_ENTRIES_:
····················
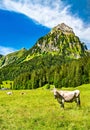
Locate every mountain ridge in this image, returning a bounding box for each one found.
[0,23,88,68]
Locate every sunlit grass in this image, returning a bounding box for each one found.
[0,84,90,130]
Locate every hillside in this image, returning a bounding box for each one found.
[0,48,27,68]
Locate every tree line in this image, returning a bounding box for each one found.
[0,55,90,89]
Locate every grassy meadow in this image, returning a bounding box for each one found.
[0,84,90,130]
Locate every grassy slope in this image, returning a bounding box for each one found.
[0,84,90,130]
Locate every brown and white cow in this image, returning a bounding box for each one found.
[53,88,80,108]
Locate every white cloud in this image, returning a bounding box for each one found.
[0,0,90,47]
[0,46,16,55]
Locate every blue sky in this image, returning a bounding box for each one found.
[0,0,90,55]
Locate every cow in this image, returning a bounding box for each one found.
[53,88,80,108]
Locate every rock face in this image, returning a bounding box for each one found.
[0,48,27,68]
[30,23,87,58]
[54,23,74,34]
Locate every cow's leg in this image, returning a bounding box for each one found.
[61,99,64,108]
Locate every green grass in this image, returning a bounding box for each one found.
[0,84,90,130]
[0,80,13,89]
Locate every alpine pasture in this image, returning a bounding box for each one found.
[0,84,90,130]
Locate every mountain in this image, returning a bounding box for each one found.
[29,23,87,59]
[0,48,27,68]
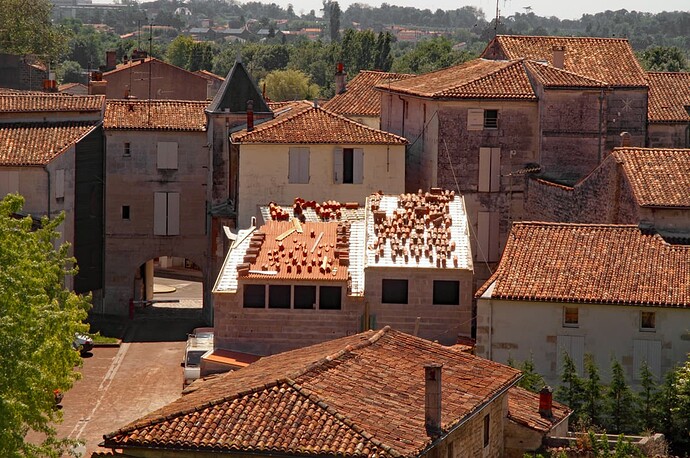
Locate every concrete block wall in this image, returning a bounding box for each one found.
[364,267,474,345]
····················
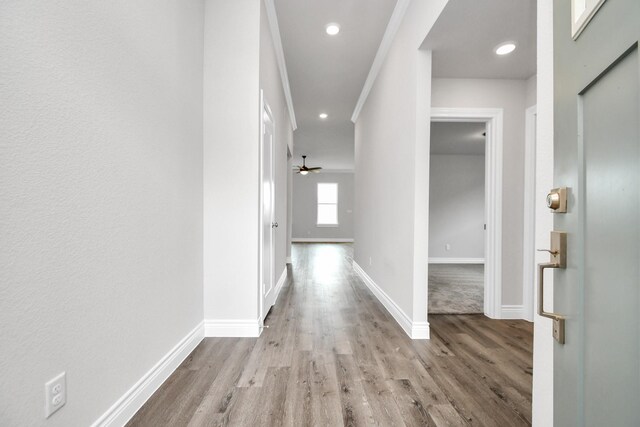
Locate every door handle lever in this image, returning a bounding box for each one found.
····················
_DIRECTION_:
Pick out each row above that contains the string "grassy". Case counts.

_TASK SOLUTION_:
Locate every grassy meadow in this image, returning a bounding box for each one found.
Locate every grassy slope in this image, returning a bounding box for each one found.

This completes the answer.